▶ Textauszug
========
Das Bundesfinanzministerium ändert die Steuerklassen, um das System an neue Realitäten anzupassen und Steuerlasten gerechter zu verteilen. Die Debatte darüber ist entbrannt, denn es geht auch um das Ehegattensplitting.
Steuerliche Entlastungen – ein Wunschprojekt der Ampelkoalition nimmt gerade seinen Weg durch die Berliner Ministerien in der Ressortabstimmung. Bundesfinanzminister Christian Lindner (FDP) will noch 2024 Milliardenentlastungen für die Steuerzahler vorantreiben. Aber nicht alle sind mit der Art und Weise, wie dies geschieht, einverstanden.
========
▶ Ausgangsmaterial
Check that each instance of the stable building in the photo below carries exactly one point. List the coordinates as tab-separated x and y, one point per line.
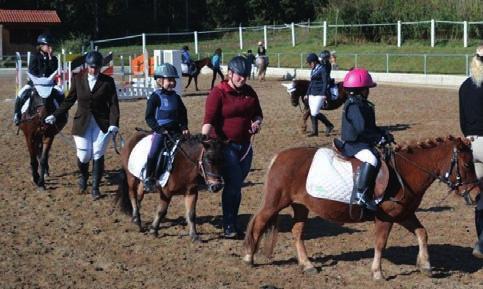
19	28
========
▶ Aufgabenstellung
Kopiere aus dem Textauszug wortgetreu den Abschnitt zwischen „Steuerliche Entlastungen –“ und „dies geschieht, einverstanden.“, beide Stellen eingeschlossen. Die Daten haben mit dem Textauszug nichts zu tun.

▶ Musterlösung
Steuerliche Entlastungen – ein Wunschprojekt der Ampelkoalition nimmt gerade seinen Weg durch die Berliner Ministerien in der Ressortabstimmung. Bundesfinanzminister Christian Lindner (FDP) will noch 2024 Milliardenentlastungen für die Steuerzahler vorantreiben. Aber nicht alle sind mit der Art und Weise, wie dies geschieht, einverstanden.